They get beaten up all the time, are covered in bruises, spend a lot of time in ice baths and any number of other scientific or technological devices to reduce inflammation and try to restore health. An entire episode is dedicated to this, since after all, fear of our health is one of our few very strong passions. These men take the hits, get up, and must retain use of their intelligence and accuracy. But they are not reckless, they have remarkable discipline and self-control in order to endure all this. They are walking, talking medical experimentation projects. If there is a virtue in this, it’s not manliness, but moderation.

Kirk Cousins is a modestly pious American Protestant of some denomination he doesn’t mention, being a reserved fellow. But three minutes into the series, God is mentioned. It’s a rare sign of an America that once was visible everywhere, including in entertainment. Athletes are not only the one example of man we still admire and do not, for the most part, resent or try to outlaw; they are also the only type of man who still routinely thanks God, in public. They put most clergy to shame in that respect. Why do they do it? They face so much uncertainty and there are so many burdens they must bear. It’s providence or despair, I guess.

Love of victory defines these men, which is why they are so readily identifiable, so unlike most of us. But they function in an incredibly strict organization. A QB does three things besides play a position like anyone else on the field. First, he is the voice and judgment of the coach on the field, a lieutenant to his captain, if you will; second, he exhorts his men and encourages them to fight, indeed makes demands on them, lest they slacken, become perplexed, or despair; third and finally, he is the will of the team when they are able to work together, bringing about a unity in action that civilian life prohibits otherwise. That is the secret we see naked with our own eyes every game, but do not quite make sense of.

Mahomes is the exemplar of such leadership. He’s endlessly careful to maintain his health and strength, as well as the morale of his men. He takes a lot of pleasure in studying his adversaries and reducing them to tears. He is demotic, charming, looks boyish, and faces the camera with a mix of braggadocio and puckish humor. He has a strange curly Mohawk. Men like him are the reason America is so much fun.

+---+

> _Questions_:
a) In the quarterback passage, how far into the series is God first mentioned?
b) Pick up the quarterback passage after its final sentence and continue writing it in the same voice.
The records that follow come from a different source than the quarterback passage.

+---+

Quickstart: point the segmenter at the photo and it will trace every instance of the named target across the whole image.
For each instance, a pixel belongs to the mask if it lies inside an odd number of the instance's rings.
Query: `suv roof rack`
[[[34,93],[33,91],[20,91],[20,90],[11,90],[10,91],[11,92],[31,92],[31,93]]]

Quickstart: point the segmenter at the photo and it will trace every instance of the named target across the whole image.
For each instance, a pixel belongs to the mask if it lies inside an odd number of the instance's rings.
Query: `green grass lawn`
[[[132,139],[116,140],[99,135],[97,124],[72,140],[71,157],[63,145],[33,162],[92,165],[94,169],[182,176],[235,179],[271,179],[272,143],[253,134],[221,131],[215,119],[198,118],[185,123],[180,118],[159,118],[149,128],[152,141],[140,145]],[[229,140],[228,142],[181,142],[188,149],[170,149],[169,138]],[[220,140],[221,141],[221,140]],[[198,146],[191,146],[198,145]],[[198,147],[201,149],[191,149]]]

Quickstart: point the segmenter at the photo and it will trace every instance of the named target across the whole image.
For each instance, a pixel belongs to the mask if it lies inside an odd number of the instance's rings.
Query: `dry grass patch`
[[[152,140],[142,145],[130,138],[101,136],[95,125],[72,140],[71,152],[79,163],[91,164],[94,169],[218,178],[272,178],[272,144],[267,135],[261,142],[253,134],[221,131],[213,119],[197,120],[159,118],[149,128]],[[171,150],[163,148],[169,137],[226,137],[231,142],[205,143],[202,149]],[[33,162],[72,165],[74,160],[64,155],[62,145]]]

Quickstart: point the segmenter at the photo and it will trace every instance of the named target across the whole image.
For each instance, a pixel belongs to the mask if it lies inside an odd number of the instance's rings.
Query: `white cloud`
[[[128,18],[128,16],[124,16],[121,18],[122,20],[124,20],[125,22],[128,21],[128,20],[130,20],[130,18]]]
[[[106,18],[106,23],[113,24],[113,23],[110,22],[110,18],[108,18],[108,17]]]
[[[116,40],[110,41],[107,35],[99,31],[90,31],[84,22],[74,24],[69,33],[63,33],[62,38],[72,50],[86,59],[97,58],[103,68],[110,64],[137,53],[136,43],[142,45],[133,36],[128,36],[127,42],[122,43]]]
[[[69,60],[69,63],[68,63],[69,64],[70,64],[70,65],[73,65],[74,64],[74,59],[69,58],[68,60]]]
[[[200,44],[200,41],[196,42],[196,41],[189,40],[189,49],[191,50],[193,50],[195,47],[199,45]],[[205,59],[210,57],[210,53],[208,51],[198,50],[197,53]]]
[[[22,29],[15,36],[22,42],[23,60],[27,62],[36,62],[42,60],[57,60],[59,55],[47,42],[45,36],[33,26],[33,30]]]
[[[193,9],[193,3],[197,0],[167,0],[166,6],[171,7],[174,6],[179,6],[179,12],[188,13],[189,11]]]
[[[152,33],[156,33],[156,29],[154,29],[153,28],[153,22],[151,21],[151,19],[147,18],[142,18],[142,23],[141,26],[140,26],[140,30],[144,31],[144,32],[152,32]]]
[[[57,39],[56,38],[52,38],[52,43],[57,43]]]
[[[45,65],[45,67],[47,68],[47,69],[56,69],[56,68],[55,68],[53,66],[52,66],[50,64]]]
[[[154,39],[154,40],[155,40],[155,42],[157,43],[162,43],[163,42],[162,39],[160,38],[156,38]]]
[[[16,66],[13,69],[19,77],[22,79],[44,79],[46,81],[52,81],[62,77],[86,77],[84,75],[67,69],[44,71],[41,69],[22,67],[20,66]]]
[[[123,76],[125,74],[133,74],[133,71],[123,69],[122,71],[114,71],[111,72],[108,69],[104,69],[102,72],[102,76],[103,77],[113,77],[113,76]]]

+---+

> _Results of the tasks_:
a) Three minutes in.

b)
The Midwestern American Home

Then there’s the Reality TV part of the show. You see these young men in their silly McMansions, large, but very much middle class—nothing palatial about them—you hear from their wives, who of course love the attention and know how to prepare for the camera, and, seeing Minnesota, Michigan, and Kansas City, you try to understand what it is about Midwest America that’s so reassuring and charming. America looks normal for once, which is almost unique in our entertainment. You might not think the suburbs are the conquest of nature, but that’s exactly what they are—nothing bad ever happens there.

That’s true of these men, too. Unlike most young men, they’re married, they have kids (two new kids during the season filmed), they treat their wives well, and they thrive at their jobs. This is what success looks like in America. Cousins’s wife picks out his clothes so he looks like a sensitive version of the middle-class American dad, whose major virtue is an inoffensive reliability. Mahomes, the jokester, is dutifully supportive of his wife’s ownership of a female soccer club. Mariota’s wife helps him rehearse his play calling, to memorize and react quickly. They help each other. They all do charity and are kind to people. You could hardly wish for better neighbors!

There’s much more to say, but it’s better if you just watch Quarterback and talk it over with your friends. Enjoy the spectacle of manliness while you can, because it’s rare and endangered. These young men are impressive, but there is often a sinister undertone in the story. They sometimes talk in the pieties of public speakers, as though their statements were checked by PR, legal, and corporate HR. They go to therapy and sometimes speak like therapists. There’s surprisingly little in the show about friendship between men, but one suspects that’s the major attraction of team sports. I’m not sure these young men even know that we admire them because they are men, and we hope there will be a next generation more impressive than the previous.